---- AVAILABLE RECORDS

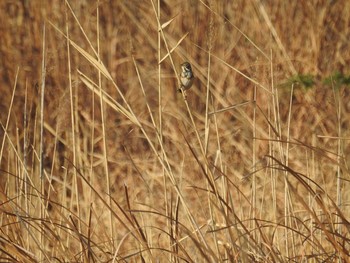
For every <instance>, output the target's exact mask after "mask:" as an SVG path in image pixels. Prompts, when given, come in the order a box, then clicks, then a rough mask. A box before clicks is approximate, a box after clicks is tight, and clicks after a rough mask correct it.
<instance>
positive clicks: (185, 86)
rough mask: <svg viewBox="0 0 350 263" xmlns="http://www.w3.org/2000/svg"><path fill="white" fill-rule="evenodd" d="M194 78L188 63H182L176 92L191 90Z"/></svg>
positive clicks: (189, 64)
mask: <svg viewBox="0 0 350 263" xmlns="http://www.w3.org/2000/svg"><path fill="white" fill-rule="evenodd" d="M193 80H194V76H193V72H192V67H191V64H190V63H188V62H184V63H182V64H181V73H180V81H181V85H180V87H179V89H178V91H180V92H181V91H184V90H188V89H189V88H191V86H192V84H193Z"/></svg>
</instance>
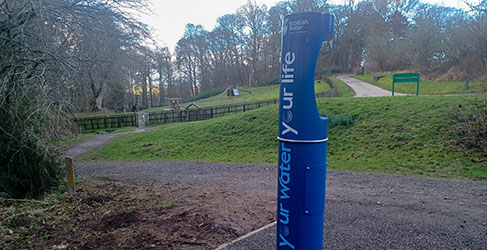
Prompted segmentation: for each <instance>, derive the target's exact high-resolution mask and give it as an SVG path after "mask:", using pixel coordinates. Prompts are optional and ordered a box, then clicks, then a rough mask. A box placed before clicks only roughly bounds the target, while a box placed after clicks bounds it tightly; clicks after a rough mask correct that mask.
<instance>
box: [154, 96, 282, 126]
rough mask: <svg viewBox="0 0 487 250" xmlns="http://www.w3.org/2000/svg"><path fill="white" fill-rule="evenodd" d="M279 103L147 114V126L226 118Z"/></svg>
mask: <svg viewBox="0 0 487 250" xmlns="http://www.w3.org/2000/svg"><path fill="white" fill-rule="evenodd" d="M277 103H279V99H272V100H266V101H260V102H253V103H242V104H236V105H225V106H214V107H208V108H200V109H180V110H168V111H163V112H150V113H148V114H147V121H146V125H154V124H165V123H173V122H189V121H201V120H208V119H212V118H216V117H220V116H224V115H226V114H232V113H241V112H245V111H249V110H253V109H258V108H260V107H264V106H268V105H271V104H277Z"/></svg>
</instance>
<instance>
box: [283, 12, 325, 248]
mask: <svg viewBox="0 0 487 250" xmlns="http://www.w3.org/2000/svg"><path fill="white" fill-rule="evenodd" d="M333 23H334V17H333V15H330V14H325V13H321V12H305V13H297V14H292V15H288V16H286V17H284V22H283V31H282V54H281V88H280V104H279V105H280V107H279V136H278V139H279V165H278V172H279V174H278V177H279V178H278V192H277V195H278V202H277V234H276V236H277V237H276V238H277V239H276V243H277V245H276V249H302V250H314V249H319V250H322V249H323V220H324V211H325V184H326V142H327V141H328V137H327V135H328V119H326V118H322V117H320V116H319V114H318V109H317V107H316V98H315V91H314V87H315V84H314V76H315V68H316V60H317V59H318V54H319V51H320V48H321V44H322V43H323V40H324V39H325V38H328V37H331V36H332V35H333Z"/></svg>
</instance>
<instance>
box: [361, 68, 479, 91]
mask: <svg viewBox="0 0 487 250" xmlns="http://www.w3.org/2000/svg"><path fill="white" fill-rule="evenodd" d="M392 75H393V74H392V73H376V74H366V75H363V76H362V75H357V76H355V78H357V79H359V80H362V81H364V82H367V83H370V84H372V85H375V86H377V87H379V88H383V89H385V90H389V91H392ZM375 76H384V77H383V78H380V79H379V80H378V81H374V77H375ZM416 85H417V84H416V83H414V82H406V83H396V84H395V86H394V88H395V89H394V91H395V92H399V93H405V94H414V95H415V94H416ZM486 87H487V86H486ZM484 88H485V87H484ZM479 92H482V83H481V82H479V81H470V82H469V88H468V89H465V81H451V82H435V81H424V80H423V79H421V81H420V82H419V94H420V95H448V94H469V93H479Z"/></svg>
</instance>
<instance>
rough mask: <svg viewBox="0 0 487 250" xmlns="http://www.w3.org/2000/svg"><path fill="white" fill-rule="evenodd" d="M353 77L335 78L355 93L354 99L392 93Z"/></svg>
mask: <svg viewBox="0 0 487 250" xmlns="http://www.w3.org/2000/svg"><path fill="white" fill-rule="evenodd" d="M352 76H354V75H342V76H338V77H337V78H338V79H340V80H342V81H343V82H344V83H345V84H347V85H348V86H350V88H352V89H353V90H354V91H355V97H378V96H392V92H390V91H387V90H384V89H381V88H379V87H376V86H374V85H372V84H369V83H366V82H364V81H360V80H358V79H355V78H353V77H352ZM394 95H398V96H405V95H407V94H402V93H397V92H396V93H394Z"/></svg>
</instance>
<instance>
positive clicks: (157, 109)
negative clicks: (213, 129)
mask: <svg viewBox="0 0 487 250" xmlns="http://www.w3.org/2000/svg"><path fill="white" fill-rule="evenodd" d="M330 79H331V80H332V81H333V82H334V83H335V85H336V86H337V88H338V96H339V97H349V96H354V95H355V93H354V92H353V90H352V89H350V88H349V87H348V86H347V85H346V84H345V83H343V82H342V81H341V80H339V79H337V78H336V76H332V77H330ZM328 90H330V87H329V86H328V84H326V83H325V82H324V81H320V82H318V81H317V82H316V85H315V91H316V93H321V92H326V91H328ZM240 95H241V96H240V97H228V96H226V95H225V94H223V95H222V94H220V95H217V96H213V97H210V98H206V99H202V100H198V101H195V103H196V104H198V105H199V106H201V107H210V106H218V105H231V104H239V103H247V102H257V101H264V100H270V99H276V98H279V85H271V86H265V87H255V88H252V94H249V93H247V92H244V91H242V92H241V93H240ZM186 105H189V103H184V104H183V105H182V106H183V107H186ZM165 108H167V107H156V108H149V109H145V110H142V112H158V111H162V110H164V109H165ZM128 114H131V113H121V112H93V113H79V114H76V116H78V117H92V116H112V115H128Z"/></svg>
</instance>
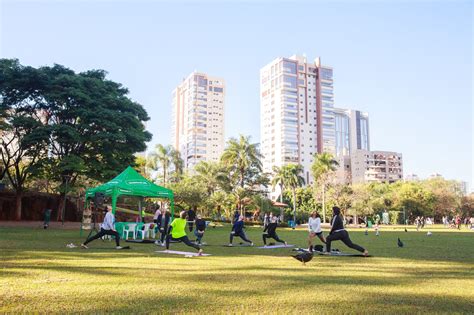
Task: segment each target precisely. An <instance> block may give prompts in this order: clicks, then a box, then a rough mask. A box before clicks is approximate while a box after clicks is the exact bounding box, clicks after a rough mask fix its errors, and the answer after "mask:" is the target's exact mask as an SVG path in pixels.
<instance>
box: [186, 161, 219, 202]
mask: <svg viewBox="0 0 474 315" xmlns="http://www.w3.org/2000/svg"><path fill="white" fill-rule="evenodd" d="M194 171H195V172H196V175H195V176H194V177H195V179H196V181H197V182H198V183H199V185H202V186H203V187H205V188H206V191H207V196H208V197H211V196H212V194H214V192H215V191H217V190H218V189H219V188H220V187H222V185H223V183H224V182H225V181H226V176H225V172H224V168H223V167H222V165H220V164H219V163H217V162H210V161H209V162H208V161H201V162H199V163H198V164H196V166H195V167H194Z"/></svg>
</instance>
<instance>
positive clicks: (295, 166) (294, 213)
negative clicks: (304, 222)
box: [283, 164, 304, 223]
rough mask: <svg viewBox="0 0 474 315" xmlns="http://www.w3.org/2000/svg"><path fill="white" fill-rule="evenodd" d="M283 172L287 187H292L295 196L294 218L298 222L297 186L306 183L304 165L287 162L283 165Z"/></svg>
mask: <svg viewBox="0 0 474 315" xmlns="http://www.w3.org/2000/svg"><path fill="white" fill-rule="evenodd" d="M283 169H284V171H283V174H284V180H283V182H284V183H285V185H286V187H288V188H289V189H291V194H292V196H293V220H294V222H295V223H296V188H298V187H301V186H303V185H304V178H303V176H301V174H303V166H302V165H299V164H287V165H284V166H283Z"/></svg>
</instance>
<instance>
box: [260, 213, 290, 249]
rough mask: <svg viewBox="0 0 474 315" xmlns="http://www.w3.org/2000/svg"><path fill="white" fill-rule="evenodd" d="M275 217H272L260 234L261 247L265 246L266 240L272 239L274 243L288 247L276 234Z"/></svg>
mask: <svg viewBox="0 0 474 315" xmlns="http://www.w3.org/2000/svg"><path fill="white" fill-rule="evenodd" d="M277 221H278V219H277V217H272V219H271V222H270V223H269V224H268V225H267V226H266V227H265V229H264V230H263V234H262V239H263V245H264V246H267V238H273V239H274V240H275V241H277V242H280V243H283V244H285V246H286V245H288V244H287V243H286V242H285V241H284V240H281V239H280V238H279V237H278V235H277V234H276V228H277V227H278V223H277Z"/></svg>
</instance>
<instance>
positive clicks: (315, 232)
mask: <svg viewBox="0 0 474 315" xmlns="http://www.w3.org/2000/svg"><path fill="white" fill-rule="evenodd" d="M308 231H309V236H308V248H309V251H310V252H312V251H313V240H314V238H315V237H316V236H317V237H318V238H319V239H320V240H321V242H323V243H324V244H326V239H325V238H324V235H323V231H322V230H321V217H320V216H319V213H318V212H316V211H313V212H312V213H311V216H310V217H309V220H308Z"/></svg>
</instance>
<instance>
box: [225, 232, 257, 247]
mask: <svg viewBox="0 0 474 315" xmlns="http://www.w3.org/2000/svg"><path fill="white" fill-rule="evenodd" d="M234 236H238V237H240V238H241V239H243V240H244V241H246V242H247V243H252V241H251V240H249V239H248V238H247V236H246V235H245V232H244V231H242V232H240V233H235V234H232V233H230V243H231V244H232V240H233V239H234Z"/></svg>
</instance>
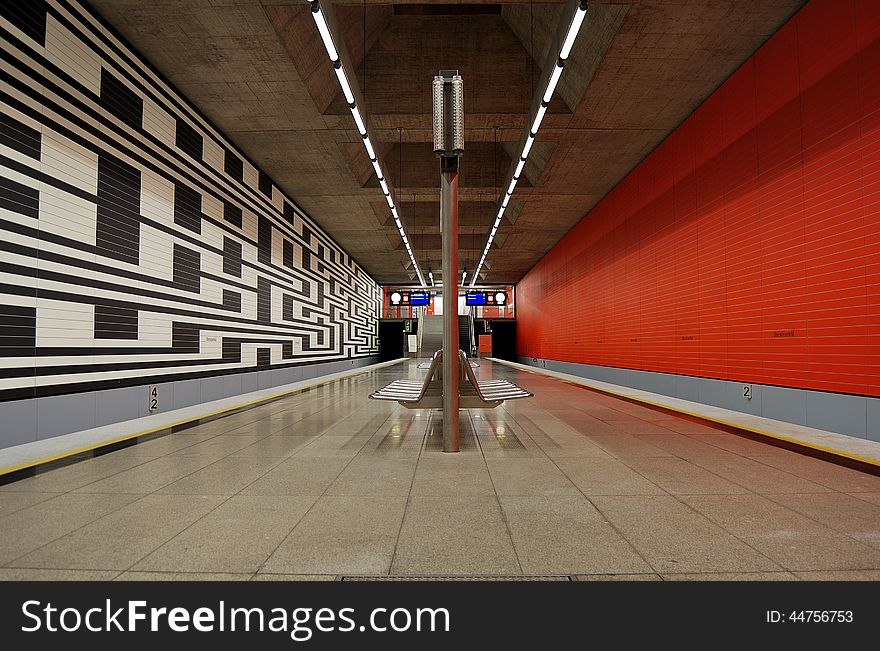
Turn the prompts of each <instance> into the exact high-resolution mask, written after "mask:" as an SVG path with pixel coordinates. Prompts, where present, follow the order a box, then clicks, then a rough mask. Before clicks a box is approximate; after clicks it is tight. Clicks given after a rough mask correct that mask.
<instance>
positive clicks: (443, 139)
mask: <svg viewBox="0 0 880 651" xmlns="http://www.w3.org/2000/svg"><path fill="white" fill-rule="evenodd" d="M443 83H444V79H443V77H441V76H439V75H438V76H436V77H434V83H433V91H434V92H433V95H434V153H435V154H438V155H441V156H442V155H443V154H444V153H445V152H446V129H445V128H444V124H443V122H444V120H443V117H444V112H445V107H444V105H443Z"/></svg>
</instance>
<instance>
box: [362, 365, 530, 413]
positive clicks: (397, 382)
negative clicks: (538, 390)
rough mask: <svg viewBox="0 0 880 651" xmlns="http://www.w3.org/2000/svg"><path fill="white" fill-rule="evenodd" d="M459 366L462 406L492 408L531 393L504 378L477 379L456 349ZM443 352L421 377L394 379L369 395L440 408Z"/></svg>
mask: <svg viewBox="0 0 880 651" xmlns="http://www.w3.org/2000/svg"><path fill="white" fill-rule="evenodd" d="M458 356H459V366H460V367H461V370H462V372H463V374H464V379H465V381H464V382H462V383H461V384H460V385H459V392H460V394H461V398H460V401H459V405H460V407H461V408H462V409H491V408H494V407H497V406H498V405H500V404H501V403H502V402H504V401H505V400H516V399H517V398H528V397H530V396H531V395H532V394H531V393H530V392H528V391H526V390H525V389H523V388H522V387H518V386H517V385H515V384H513V383H512V382H508V381H507V380H484V381H482V382H481V381H479V380H477V378H476V376H474V371H473V368H472V367H471V365H470V364H469V363H468V359H467V355H465V353H464V351H463V350H459V351H458ZM442 359H443V351H442V350H438V351H437V352H436V353H434V356H433V357H432V358H431V363H430V365H429V366H428V373H427V374H426V375H425V378H424V380H394V381H393V382H391V383H390V384H387V385H385V386H384V387H382V388H381V389H379V390H378V391H374V392H373V393H371V394H370V398H372V399H373V400H394V401H395V402H398V403H399V404H401V405H402V406H404V407H407V408H408V409H440V408H442V407H443V383H442V382H441V380H440V376H439V371H440V363H441V361H442Z"/></svg>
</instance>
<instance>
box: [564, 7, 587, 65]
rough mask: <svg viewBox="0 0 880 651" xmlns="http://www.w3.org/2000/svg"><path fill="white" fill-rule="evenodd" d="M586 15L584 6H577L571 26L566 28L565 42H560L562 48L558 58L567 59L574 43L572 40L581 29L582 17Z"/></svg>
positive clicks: (574, 37) (586, 12)
mask: <svg viewBox="0 0 880 651" xmlns="http://www.w3.org/2000/svg"><path fill="white" fill-rule="evenodd" d="M586 17H587V10H586V9H585V8H581V7H578V10H577V11H575V12H574V18H572V20H571V26H569V28H568V34H566V35H565V42H564V43H563V44H562V49H561V50H560V51H559V58H560V59H567V58H568V55H569V54H571V48H572V46H573V45H574V40H575V39H576V38H577V35H578V32H580V31H581V25H582V24H583V22H584V18H586Z"/></svg>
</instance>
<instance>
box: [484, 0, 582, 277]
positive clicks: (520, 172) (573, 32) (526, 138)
mask: <svg viewBox="0 0 880 651" xmlns="http://www.w3.org/2000/svg"><path fill="white" fill-rule="evenodd" d="M586 16H587V2H586V0H579V2H578V4H577V7H576V8H575V10H574V14H573V15H572V18H571V20H570V21H569V25H568V29H567V31H566V34H565V38H564V39H563V41H562V46H561V47H560V49H559V52H558V54H557V58H556V64H555V65H554V66H553V71H552V72H551V73H550V77H549V79H548V80H547V85H546V86H545V88H544V93H543V94H542V96H541V103H540V104H539V105H538V109H537V111H535V116H534V118H533V120H532V122H531V124H530V126H529V127H528V130H527V131H526V134H525V135H526V139H525V143H524V144H523V148H522V152H521V153H520V156H519V158H518V159H517V161H516V167H515V168H514V171H513V174H512V176H511V179H510V184H509V185H508V186H507V191H506V192H505V193H504V197H503V198H502V199H501V207H500V209H499V210H498V216H497V217H496V218H495V222H494V223H493V225H492V229H491V231H490V232H489V236H488V237H487V238H486V246H485V247H484V248H483V254H482V255H481V256H480V262H479V264H478V265H477V266H476V268H475V269H474V275H473V276H471V287H474V286H475V285H476V283H477V277H478V276H479V274H480V270H481V269H482V268H483V263H484V262H485V261H486V256H487V255H488V254H489V249H490V248H491V247H492V242H494V241H495V234H496V233H497V232H498V227H499V226H500V225H501V218H502V217H503V216H504V211H505V210H506V209H507V205H508V204H509V203H510V198H511V197H512V196H513V192H514V190H515V189H516V184H517V181H519V178H520V176H521V175H522V172H523V168H524V167H525V165H526V159H527V158H528V157H529V154H530V153H531V151H532V145H534V144H535V136H537V135H538V129H540V128H541V122H542V121H543V120H544V116H545V115H546V113H547V107H548V105H549V104H550V100H551V98H552V97H553V93H554V91H555V90H556V86H557V84H558V83H559V79H560V78H561V77H562V71H563V69H564V68H565V60H566V59H567V58H568V57H569V55H570V54H571V48H572V47H573V46H574V42H575V39H576V38H577V35H578V32H580V29H581V26H582V25H583V23H584V18H586Z"/></svg>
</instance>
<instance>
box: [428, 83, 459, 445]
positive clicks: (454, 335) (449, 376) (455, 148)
mask: <svg viewBox="0 0 880 651" xmlns="http://www.w3.org/2000/svg"><path fill="white" fill-rule="evenodd" d="M431 90H432V94H433V103H434V113H433V118H434V153H435V154H437V157H438V158H439V159H440V233H441V236H442V237H441V240H442V246H443V259H442V271H443V451H444V452H458V451H459V443H460V441H459V439H460V434H459V430H458V409H459V405H460V404H461V400H460V398H461V396H460V394H459V389H458V383H459V379H460V374H459V372H460V369H459V363H458V161H459V159H460V158H461V156H462V154H464V91H463V85H462V79H461V76H460V75H459V74H458V70H441V71H440V74H439V75H437V76H436V77H434V81H433V83H432V86H431Z"/></svg>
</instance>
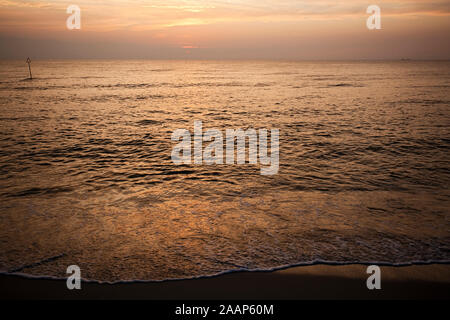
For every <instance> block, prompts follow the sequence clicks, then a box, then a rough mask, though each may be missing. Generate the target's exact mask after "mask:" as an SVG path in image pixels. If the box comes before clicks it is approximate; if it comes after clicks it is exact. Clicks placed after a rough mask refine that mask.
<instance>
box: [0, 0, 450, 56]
mask: <svg viewBox="0 0 450 320" xmlns="http://www.w3.org/2000/svg"><path fill="white" fill-rule="evenodd" d="M373 4H375V5H378V6H379V7H380V9H381V29H380V30H369V29H368V28H367V26H366V20H367V19H368V18H369V16H370V14H368V13H366V10H367V7H368V6H369V5H373ZM69 5H77V6H79V7H80V9H81V29H79V30H69V29H68V28H67V27H66V20H67V18H68V17H69V16H70V14H68V13H66V9H67V7H68V6H69ZM449 35H450V1H449V0H397V1H393V0H366V1H364V0H345V1H339V0H334V1H332V0H308V1H300V0H130V1H125V0H96V1H94V0H92V1H87V0H70V1H61V0H54V1H51V0H47V1H40V0H35V1H31V0H30V1H21V0H0V48H1V49H0V58H2V59H5V58H6V59H22V58H23V57H24V56H25V57H26V56H31V57H33V58H35V59H39V58H41V59H46V58H67V59H71V58H95V59H96V58H106V59H110V58H111V59H115V58H120V59H128V58H132V59H219V60H220V59H277V60H278V59H282V60H354V59H402V58H409V59H450V40H449V39H450V37H449Z"/></svg>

--------

Only the lines from the start of the material through the line containing "box: [154, 96, 282, 126]" should be transcribed. Pictures stay out.

▸ **SOLUTION BELOW**
For every <instance>, output the target's exact mask after "mask:" as an SVG path in image pixels. Prompts, when given, come in the order a box, then clicks, then a rough mask. A box before clicks is approximate, a box after clicks is tight, and clicks after a rough mask correct it.
<instance>
positive clicks: (185, 86)
rough mask: <svg viewBox="0 0 350 263" xmlns="http://www.w3.org/2000/svg"><path fill="white" fill-rule="evenodd" d="M194 78L188 63H182L176 92L191 90Z"/></svg>
positive clicks: (189, 64)
mask: <svg viewBox="0 0 350 263" xmlns="http://www.w3.org/2000/svg"><path fill="white" fill-rule="evenodd" d="M193 80H194V76H193V72H192V67H191V64H190V63H188V62H184V63H182V64H181V73H180V81H181V85H180V87H179V89H178V91H180V92H181V91H184V90H188V89H189V88H191V86H192V84H193Z"/></svg>
</instance>
Prompted segmentation: for each <instance>, derive the target's exact high-resolution mask and give it as an SVG path after "mask:", using pixel coordinates. Prompts are optional and ordered a box, then clicks, then a rough mask. A box placed before clicks only roughly bounds the target, while a box placed after clicks bounds it tightly; clicks after a rough mask correct that mask.
<instance>
box: [154, 96, 282, 126]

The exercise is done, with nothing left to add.